#### [TEXT EXCERPT]
Assessment & Research

An evaluation of the effects of access duration on preference assessment outcomes.

Jones et al. (2014) · Journal of applied behavior analysis 2014
★ The Verdict

Give kids longer access during preference testing if you want the same item ranking next week.

✓ Read this if BCBAs who run preference assessments in clinics or schools.
✗ Skip if Practitioners who only use brief MSWOs and do not need stable hierarchies.

01Research in Context

01

What this study did

The team compared two ways to run a preference assessment.

Kids got either long play time with each item or short snippets.

They wanted to see if longer access made the final ranking more stable.

02

What they found

Long-access trials gave steadier preference lists from round to round.

The top item stayed the same in both short and long, but the order below it wobbled less after long access.

03

How this fits with other research

Melanson et al. (2023) later tracked MSWO rounds and saw only 60% stability within the same test. Their shorter 30-second picks match the short-access wobble seen here.

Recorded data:
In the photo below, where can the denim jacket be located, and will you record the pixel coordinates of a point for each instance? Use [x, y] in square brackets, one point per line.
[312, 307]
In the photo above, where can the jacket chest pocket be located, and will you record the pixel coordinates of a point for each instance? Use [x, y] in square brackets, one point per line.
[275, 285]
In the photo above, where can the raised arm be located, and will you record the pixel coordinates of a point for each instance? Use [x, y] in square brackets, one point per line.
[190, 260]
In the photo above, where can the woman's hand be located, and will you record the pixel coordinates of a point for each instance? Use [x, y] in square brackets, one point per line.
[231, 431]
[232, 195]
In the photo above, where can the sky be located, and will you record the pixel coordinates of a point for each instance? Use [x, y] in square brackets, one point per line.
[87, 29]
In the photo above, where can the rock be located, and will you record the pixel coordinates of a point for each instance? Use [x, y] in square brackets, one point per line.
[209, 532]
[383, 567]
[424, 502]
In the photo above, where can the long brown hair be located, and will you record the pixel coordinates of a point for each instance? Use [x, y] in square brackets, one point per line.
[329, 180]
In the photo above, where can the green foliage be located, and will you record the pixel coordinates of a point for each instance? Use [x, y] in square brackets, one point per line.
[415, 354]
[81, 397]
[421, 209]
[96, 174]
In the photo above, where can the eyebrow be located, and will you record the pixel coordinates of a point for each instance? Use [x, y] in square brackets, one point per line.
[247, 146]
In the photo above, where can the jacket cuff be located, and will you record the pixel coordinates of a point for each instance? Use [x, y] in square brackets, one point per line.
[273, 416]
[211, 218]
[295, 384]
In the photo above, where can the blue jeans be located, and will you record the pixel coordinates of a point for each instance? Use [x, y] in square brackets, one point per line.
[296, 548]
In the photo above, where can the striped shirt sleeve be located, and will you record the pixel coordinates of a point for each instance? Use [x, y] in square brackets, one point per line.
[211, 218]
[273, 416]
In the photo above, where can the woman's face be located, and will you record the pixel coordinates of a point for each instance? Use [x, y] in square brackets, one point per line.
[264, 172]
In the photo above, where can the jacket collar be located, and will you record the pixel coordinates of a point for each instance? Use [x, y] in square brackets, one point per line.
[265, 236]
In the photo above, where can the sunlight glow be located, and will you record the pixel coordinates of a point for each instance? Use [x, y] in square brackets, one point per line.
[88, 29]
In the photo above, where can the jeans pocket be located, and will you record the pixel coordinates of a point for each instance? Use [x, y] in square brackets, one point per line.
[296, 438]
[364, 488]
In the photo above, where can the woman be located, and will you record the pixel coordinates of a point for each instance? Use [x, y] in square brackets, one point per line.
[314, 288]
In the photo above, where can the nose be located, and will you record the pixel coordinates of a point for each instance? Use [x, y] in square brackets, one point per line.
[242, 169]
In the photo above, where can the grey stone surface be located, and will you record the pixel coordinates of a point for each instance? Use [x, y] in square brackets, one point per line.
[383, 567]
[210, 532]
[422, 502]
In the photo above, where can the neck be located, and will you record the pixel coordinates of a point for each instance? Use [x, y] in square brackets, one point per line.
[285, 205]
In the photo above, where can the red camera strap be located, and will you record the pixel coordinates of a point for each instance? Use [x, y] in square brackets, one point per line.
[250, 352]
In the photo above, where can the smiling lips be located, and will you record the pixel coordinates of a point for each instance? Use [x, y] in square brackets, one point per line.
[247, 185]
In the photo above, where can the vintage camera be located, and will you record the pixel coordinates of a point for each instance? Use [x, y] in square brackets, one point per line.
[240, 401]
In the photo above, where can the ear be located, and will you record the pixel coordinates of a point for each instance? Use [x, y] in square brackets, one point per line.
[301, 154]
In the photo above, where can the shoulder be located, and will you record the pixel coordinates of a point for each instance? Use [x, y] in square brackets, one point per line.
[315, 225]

* * *

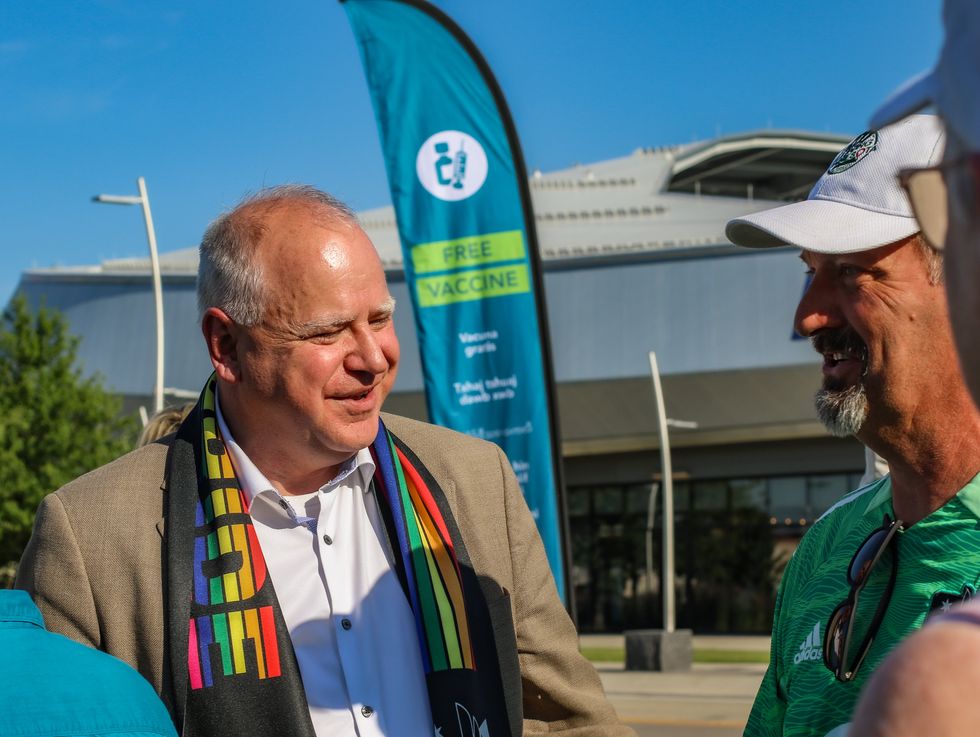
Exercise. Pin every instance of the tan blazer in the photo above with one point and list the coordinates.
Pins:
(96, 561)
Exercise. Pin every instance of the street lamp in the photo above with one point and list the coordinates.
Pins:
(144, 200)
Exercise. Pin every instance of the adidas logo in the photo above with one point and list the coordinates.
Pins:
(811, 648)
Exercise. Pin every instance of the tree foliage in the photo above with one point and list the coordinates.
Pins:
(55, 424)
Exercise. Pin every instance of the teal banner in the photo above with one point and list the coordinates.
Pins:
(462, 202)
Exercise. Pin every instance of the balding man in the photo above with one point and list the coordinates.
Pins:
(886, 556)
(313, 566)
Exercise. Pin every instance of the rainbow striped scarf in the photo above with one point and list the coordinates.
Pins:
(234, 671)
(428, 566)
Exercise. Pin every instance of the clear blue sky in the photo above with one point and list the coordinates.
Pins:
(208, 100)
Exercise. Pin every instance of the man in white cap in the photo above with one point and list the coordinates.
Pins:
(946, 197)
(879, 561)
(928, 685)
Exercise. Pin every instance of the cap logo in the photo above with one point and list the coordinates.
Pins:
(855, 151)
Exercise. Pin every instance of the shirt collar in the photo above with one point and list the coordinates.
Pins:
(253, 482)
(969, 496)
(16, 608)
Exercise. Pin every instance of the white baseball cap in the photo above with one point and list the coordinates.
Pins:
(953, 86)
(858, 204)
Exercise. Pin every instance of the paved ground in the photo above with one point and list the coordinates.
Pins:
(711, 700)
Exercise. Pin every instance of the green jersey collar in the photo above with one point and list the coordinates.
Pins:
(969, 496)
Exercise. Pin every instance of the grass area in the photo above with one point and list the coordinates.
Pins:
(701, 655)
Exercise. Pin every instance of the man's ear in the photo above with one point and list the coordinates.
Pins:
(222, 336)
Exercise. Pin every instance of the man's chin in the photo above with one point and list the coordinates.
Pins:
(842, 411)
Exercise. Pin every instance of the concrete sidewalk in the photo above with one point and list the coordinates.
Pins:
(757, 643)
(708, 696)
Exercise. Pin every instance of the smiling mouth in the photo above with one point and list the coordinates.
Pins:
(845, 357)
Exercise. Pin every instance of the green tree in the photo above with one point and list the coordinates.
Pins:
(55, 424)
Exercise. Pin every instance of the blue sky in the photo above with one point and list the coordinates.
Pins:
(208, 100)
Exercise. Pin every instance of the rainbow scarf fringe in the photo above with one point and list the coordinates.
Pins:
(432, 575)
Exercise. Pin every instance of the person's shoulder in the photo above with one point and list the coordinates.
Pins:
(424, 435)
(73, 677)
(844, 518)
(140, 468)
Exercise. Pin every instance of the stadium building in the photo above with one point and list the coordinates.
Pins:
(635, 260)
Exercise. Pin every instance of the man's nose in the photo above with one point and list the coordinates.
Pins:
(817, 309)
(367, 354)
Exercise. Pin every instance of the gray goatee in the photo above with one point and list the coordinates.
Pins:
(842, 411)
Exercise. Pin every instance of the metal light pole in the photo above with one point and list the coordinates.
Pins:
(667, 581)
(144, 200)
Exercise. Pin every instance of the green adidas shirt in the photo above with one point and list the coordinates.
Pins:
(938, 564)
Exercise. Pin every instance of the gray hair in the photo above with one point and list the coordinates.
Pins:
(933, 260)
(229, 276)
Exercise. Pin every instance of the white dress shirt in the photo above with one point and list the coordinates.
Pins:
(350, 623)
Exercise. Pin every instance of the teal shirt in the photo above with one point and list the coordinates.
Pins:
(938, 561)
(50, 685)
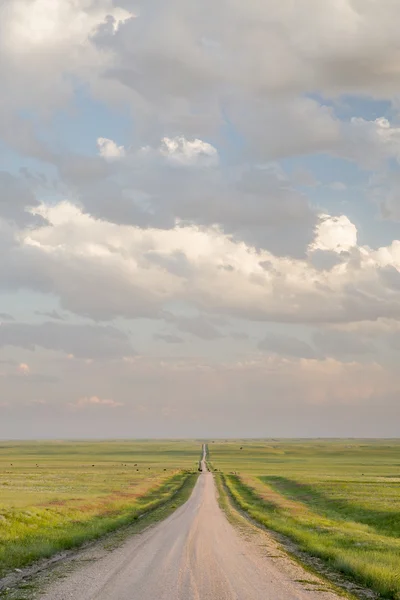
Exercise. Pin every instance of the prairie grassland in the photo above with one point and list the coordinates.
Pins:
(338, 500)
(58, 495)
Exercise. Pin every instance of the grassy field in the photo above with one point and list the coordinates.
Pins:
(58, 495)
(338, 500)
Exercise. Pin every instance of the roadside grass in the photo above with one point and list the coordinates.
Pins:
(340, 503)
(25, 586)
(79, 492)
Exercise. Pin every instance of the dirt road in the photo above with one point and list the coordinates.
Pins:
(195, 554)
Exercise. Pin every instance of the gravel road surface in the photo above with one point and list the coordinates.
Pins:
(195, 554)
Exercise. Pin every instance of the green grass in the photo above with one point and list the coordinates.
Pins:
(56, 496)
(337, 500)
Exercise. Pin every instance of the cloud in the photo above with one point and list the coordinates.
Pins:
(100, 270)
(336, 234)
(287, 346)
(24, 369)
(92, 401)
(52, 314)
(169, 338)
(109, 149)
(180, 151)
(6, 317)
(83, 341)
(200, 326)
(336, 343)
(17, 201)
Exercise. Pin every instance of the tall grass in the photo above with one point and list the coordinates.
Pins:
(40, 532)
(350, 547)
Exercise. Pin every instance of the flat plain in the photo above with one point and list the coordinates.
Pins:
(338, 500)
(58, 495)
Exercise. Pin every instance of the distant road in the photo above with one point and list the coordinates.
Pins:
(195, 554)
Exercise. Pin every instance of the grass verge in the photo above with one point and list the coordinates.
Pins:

...

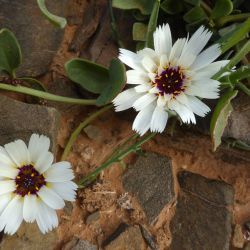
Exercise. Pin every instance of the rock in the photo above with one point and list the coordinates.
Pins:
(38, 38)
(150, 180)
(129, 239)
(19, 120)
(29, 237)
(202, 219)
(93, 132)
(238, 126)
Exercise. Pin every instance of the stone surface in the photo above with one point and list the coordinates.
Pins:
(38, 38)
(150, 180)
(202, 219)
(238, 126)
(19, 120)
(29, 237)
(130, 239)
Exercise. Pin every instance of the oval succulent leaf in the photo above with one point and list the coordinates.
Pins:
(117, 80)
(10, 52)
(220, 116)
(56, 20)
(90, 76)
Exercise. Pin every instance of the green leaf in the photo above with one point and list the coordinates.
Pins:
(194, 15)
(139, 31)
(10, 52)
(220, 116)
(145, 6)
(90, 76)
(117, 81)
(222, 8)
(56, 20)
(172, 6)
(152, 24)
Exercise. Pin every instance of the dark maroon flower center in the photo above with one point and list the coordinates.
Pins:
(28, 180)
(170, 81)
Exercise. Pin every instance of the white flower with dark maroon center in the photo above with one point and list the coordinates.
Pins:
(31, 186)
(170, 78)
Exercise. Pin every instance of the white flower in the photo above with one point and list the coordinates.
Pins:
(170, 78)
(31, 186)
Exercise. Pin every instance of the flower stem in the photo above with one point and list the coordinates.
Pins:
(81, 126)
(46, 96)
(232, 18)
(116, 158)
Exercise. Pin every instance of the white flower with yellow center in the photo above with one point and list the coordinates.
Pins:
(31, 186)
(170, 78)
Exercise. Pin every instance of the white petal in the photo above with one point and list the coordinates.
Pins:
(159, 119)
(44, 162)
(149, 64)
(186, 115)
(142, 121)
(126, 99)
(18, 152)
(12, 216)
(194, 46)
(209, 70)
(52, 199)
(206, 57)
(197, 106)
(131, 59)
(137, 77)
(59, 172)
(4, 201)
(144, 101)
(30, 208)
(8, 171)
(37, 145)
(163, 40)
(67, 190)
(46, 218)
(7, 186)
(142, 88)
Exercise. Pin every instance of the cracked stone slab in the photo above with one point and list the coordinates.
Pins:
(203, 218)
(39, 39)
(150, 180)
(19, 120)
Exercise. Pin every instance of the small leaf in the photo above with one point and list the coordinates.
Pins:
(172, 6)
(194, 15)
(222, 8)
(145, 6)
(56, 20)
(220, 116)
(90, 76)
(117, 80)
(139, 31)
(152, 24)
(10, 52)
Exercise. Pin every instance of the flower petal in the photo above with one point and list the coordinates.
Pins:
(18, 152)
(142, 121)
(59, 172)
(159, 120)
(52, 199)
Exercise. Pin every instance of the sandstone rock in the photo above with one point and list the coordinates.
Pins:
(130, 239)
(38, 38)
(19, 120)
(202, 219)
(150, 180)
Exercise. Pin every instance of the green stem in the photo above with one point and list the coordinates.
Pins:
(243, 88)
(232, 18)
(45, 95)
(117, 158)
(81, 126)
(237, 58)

#### [APPLY WHAT YOU READ]
1: Rewrite everything from "Give kids longer" down to "or short snippets." in the study summary, substituting "choice" for "preference".
2: Answer these from the study summary:
(a) Which authors and year does the summary credit for the study?
(b) How much stability within the same test did Melanson et al. (2023) see?
(c) What stayed the same under both short and long access?
3: Extend the study summary from its final sentence.

#### [RESPONSES PER TASK]
1:
Give kids longer access during choice testing if you want the same item ranking next week.

✓ Read this if BCBAs who run choice assessments in clinics or schools.
✗ Skip if Practitioners who only use brief MSWOs and do not need stable hierarchies.

01Research in Context

01

What this study did

The team compared two ways to run a choice assessment.

Kids got either long play time with each item or short snippets.

2:
(a) Jones et al. (2014)
(b) Only 60%
(c) The top item

3:
Wanchisen et al. (1989) showed that even a quick presession choice cut problem behavior. The new study adds that if you want the whole list to stay put, stretch the sampling time.

Reid et al. (2003) asked how many 5-minute watch sessions you need. Both papers say the same thing: a little more time up front saves guesswork later.

04

Why it matters

Stable hierarchies mean you can trust tomorrow’s reinforcer order without retesting. If you run a 30-second MSWO and the child’s top three keep shifting, rerun it with longer access or add extra time to the first round. You will spend fewer sessions on reassessment and more on teaching.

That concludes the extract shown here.